> _Goal of the exercise_:
Give back only the lines from the one with "Target: black metal fence" through the last line of the data, exactly as they appear.

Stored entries
▼▼▼

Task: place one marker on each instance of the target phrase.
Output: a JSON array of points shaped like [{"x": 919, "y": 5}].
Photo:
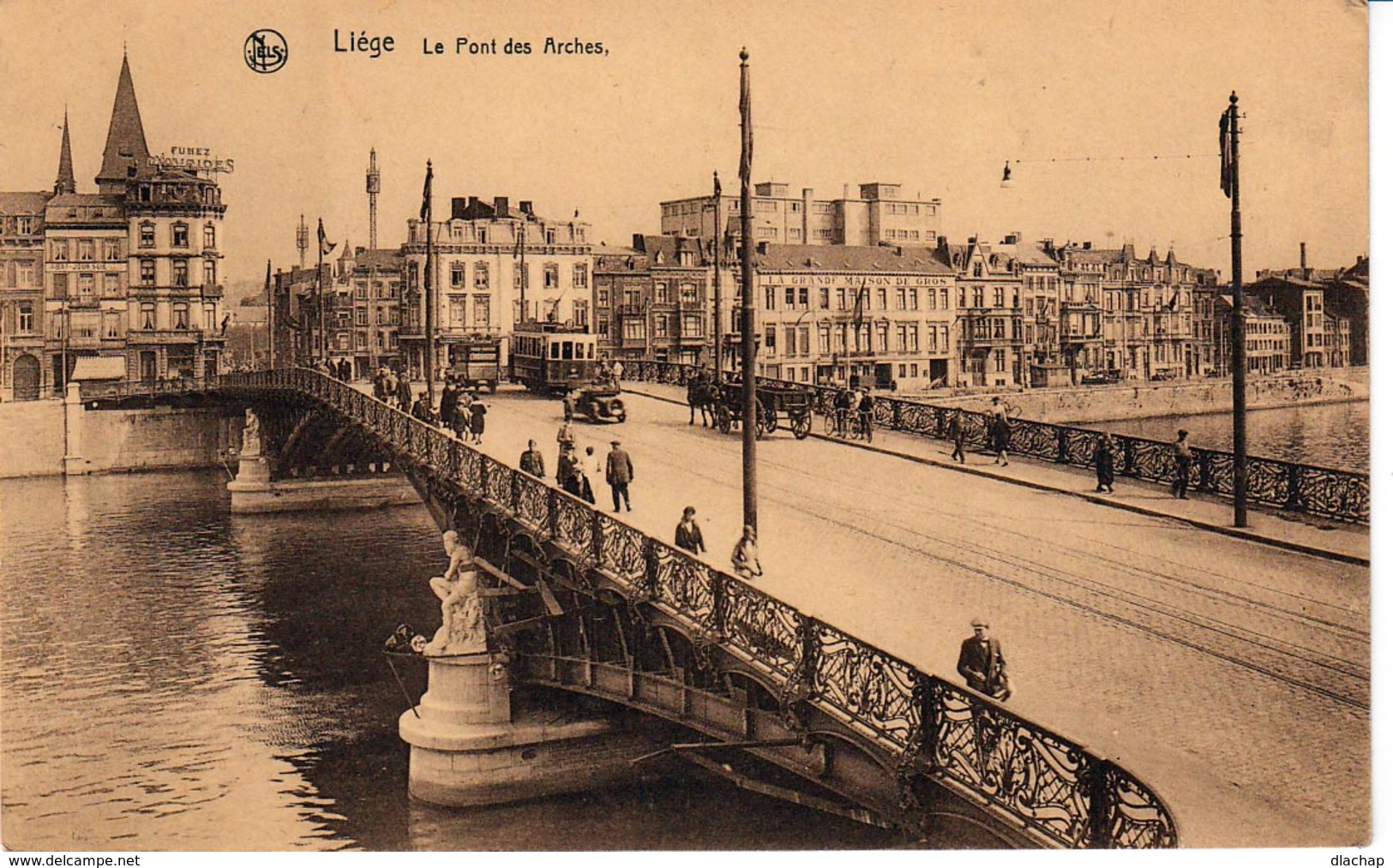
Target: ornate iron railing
[
  {"x": 1301, "y": 488},
  {"x": 1031, "y": 776}
]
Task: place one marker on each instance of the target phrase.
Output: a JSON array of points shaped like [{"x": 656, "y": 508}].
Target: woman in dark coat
[{"x": 1103, "y": 463}]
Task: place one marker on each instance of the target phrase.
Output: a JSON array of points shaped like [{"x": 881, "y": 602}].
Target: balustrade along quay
[
  {"x": 927, "y": 734},
  {"x": 1301, "y": 488}
]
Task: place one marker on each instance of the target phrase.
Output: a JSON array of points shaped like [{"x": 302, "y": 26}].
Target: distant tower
[
  {"x": 374, "y": 189},
  {"x": 303, "y": 240}
]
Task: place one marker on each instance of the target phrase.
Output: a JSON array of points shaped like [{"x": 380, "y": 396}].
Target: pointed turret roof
[
  {"x": 66, "y": 182},
  {"x": 126, "y": 138}
]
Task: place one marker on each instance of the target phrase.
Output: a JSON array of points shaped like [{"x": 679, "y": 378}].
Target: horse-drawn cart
[{"x": 773, "y": 403}]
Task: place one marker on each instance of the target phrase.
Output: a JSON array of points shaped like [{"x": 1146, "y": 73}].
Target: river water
[
  {"x": 176, "y": 678},
  {"x": 1326, "y": 435}
]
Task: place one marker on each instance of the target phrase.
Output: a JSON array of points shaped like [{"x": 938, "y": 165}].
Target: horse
[{"x": 701, "y": 394}]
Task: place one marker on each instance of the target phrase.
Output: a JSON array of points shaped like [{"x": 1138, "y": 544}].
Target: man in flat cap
[
  {"x": 981, "y": 662},
  {"x": 619, "y": 473}
]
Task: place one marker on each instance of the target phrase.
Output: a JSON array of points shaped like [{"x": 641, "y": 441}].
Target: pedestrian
[
  {"x": 590, "y": 467},
  {"x": 1103, "y": 463},
  {"x": 842, "y": 409},
  {"x": 532, "y": 462},
  {"x": 688, "y": 532},
  {"x": 1000, "y": 434},
  {"x": 568, "y": 471},
  {"x": 619, "y": 473},
  {"x": 1183, "y": 458},
  {"x": 867, "y": 413},
  {"x": 449, "y": 398},
  {"x": 477, "y": 411},
  {"x": 981, "y": 663},
  {"x": 744, "y": 558},
  {"x": 958, "y": 434}
]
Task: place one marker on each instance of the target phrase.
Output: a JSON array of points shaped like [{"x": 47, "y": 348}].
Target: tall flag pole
[
  {"x": 325, "y": 247},
  {"x": 271, "y": 331},
  {"x": 748, "y": 425},
  {"x": 428, "y": 300},
  {"x": 715, "y": 244},
  {"x": 1239, "y": 338}
]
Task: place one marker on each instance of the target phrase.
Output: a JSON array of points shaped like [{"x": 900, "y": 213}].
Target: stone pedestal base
[{"x": 468, "y": 750}]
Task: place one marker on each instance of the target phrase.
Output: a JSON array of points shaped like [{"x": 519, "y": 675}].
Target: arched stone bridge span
[{"x": 583, "y": 602}]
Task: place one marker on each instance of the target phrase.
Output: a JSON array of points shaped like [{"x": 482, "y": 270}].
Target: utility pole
[
  {"x": 748, "y": 425},
  {"x": 1239, "y": 336},
  {"x": 717, "y": 365},
  {"x": 428, "y": 284}
]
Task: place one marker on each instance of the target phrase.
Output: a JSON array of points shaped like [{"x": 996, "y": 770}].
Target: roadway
[{"x": 1230, "y": 676}]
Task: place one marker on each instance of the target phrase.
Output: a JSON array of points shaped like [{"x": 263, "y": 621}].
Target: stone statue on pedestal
[
  {"x": 251, "y": 435},
  {"x": 461, "y": 627}
]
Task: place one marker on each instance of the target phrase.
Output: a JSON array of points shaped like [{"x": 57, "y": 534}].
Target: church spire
[
  {"x": 126, "y": 149},
  {"x": 66, "y": 182}
]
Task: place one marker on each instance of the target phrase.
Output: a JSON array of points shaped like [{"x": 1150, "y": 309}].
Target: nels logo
[{"x": 265, "y": 51}]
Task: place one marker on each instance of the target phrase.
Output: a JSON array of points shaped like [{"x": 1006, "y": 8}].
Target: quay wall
[
  {"x": 1141, "y": 400},
  {"x": 38, "y": 442}
]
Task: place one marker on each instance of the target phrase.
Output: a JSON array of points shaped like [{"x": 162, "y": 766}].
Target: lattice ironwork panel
[
  {"x": 1024, "y": 769},
  {"x": 868, "y": 685}
]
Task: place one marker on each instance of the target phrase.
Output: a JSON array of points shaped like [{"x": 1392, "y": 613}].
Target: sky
[{"x": 934, "y": 97}]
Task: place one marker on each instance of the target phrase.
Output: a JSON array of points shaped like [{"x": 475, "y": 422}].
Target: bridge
[{"x": 584, "y": 602}]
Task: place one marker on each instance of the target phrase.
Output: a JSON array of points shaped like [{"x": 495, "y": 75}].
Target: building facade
[
  {"x": 653, "y": 300},
  {"x": 878, "y": 215},
  {"x": 494, "y": 265},
  {"x": 21, "y": 294},
  {"x": 1268, "y": 336},
  {"x": 875, "y": 315}
]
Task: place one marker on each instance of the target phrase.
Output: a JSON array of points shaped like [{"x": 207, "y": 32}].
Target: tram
[{"x": 552, "y": 357}]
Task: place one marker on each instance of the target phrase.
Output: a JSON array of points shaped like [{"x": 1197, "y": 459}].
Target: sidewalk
[{"x": 1311, "y": 536}]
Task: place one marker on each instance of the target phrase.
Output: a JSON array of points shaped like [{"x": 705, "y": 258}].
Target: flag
[
  {"x": 1226, "y": 167},
  {"x": 747, "y": 134},
  {"x": 425, "y": 193},
  {"x": 325, "y": 244}
]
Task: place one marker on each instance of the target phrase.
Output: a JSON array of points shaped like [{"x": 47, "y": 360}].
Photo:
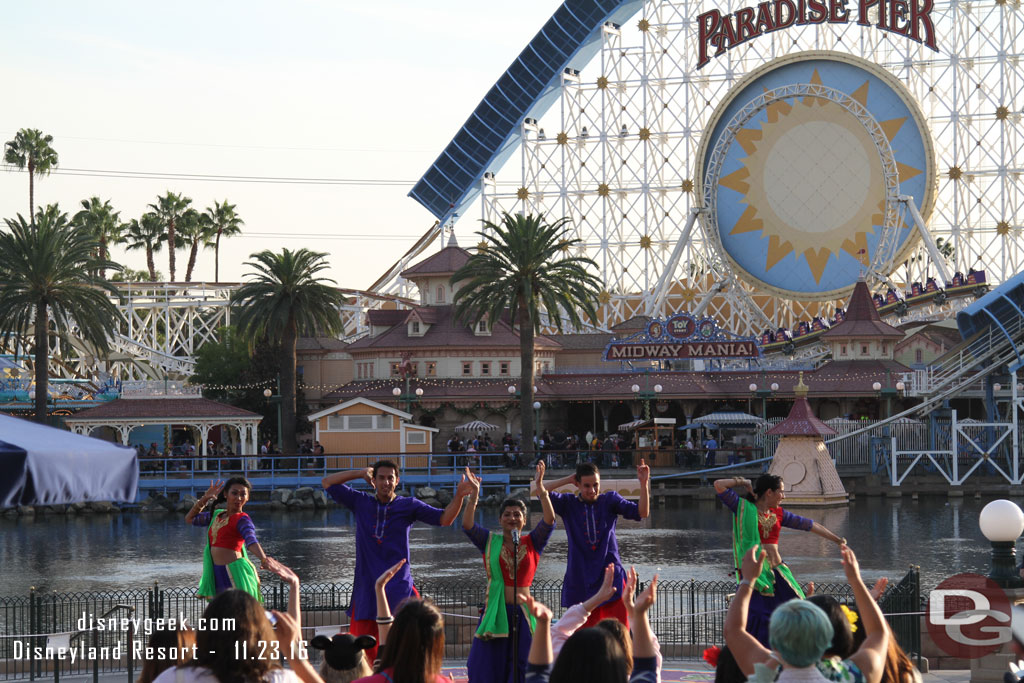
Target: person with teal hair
[{"x": 801, "y": 633}]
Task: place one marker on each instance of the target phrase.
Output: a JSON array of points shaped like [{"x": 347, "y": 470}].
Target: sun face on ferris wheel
[{"x": 799, "y": 166}]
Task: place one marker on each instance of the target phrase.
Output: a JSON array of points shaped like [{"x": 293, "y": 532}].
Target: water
[{"x": 690, "y": 540}]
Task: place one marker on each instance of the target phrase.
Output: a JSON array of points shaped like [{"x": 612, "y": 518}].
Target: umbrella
[
  {"x": 41, "y": 465},
  {"x": 476, "y": 426}
]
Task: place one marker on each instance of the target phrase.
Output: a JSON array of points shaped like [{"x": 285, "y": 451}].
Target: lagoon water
[{"x": 689, "y": 540}]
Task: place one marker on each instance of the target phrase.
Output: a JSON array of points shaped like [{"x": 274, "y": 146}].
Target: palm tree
[
  {"x": 31, "y": 150},
  {"x": 523, "y": 267},
  {"x": 47, "y": 269},
  {"x": 169, "y": 208},
  {"x": 100, "y": 219},
  {"x": 227, "y": 224},
  {"x": 286, "y": 296},
  {"x": 145, "y": 232},
  {"x": 195, "y": 229}
]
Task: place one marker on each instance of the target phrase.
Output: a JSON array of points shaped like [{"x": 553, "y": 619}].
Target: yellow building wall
[{"x": 368, "y": 445}]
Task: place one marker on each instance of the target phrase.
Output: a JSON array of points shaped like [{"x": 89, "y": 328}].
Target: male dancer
[
  {"x": 382, "y": 523},
  {"x": 590, "y": 518}
]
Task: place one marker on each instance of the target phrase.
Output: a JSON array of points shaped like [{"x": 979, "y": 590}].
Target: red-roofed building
[{"x": 465, "y": 372}]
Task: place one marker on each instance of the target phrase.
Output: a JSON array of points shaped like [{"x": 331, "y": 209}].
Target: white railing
[{"x": 161, "y": 389}]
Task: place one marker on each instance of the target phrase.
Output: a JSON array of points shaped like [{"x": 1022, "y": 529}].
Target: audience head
[
  {"x": 416, "y": 642},
  {"x": 898, "y": 668},
  {"x": 588, "y": 480},
  {"x": 242, "y": 627},
  {"x": 800, "y": 633},
  {"x": 180, "y": 643},
  {"x": 622, "y": 634},
  {"x": 842, "y": 645},
  {"x": 593, "y": 655},
  {"x": 343, "y": 657}
]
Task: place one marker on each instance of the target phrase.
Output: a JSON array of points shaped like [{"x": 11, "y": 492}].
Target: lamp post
[
  {"x": 646, "y": 395},
  {"x": 763, "y": 394},
  {"x": 409, "y": 397},
  {"x": 272, "y": 397},
  {"x": 1003, "y": 521},
  {"x": 888, "y": 392}
]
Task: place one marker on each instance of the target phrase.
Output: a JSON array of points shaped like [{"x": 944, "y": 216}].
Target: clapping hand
[
  {"x": 753, "y": 561},
  {"x": 643, "y": 472},
  {"x": 540, "y": 610}
]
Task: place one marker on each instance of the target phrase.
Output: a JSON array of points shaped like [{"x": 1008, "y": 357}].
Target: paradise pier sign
[
  {"x": 723, "y": 32},
  {"x": 681, "y": 336}
]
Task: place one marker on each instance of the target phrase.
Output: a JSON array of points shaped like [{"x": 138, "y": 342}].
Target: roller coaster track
[{"x": 961, "y": 370}]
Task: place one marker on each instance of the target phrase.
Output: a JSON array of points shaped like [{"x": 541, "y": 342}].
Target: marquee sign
[
  {"x": 682, "y": 336},
  {"x": 720, "y": 33}
]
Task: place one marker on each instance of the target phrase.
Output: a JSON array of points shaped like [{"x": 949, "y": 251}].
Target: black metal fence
[{"x": 688, "y": 616}]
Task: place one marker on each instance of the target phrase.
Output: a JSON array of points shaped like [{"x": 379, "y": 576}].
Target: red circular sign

▲▲▲

> _Output for this exercise_:
Target: black metal fence
[{"x": 688, "y": 616}]
Task: place one marker on each instance of the target phrase.
Output: a JSON array of points shaped like [{"x": 379, "y": 576}].
Target: red circular sign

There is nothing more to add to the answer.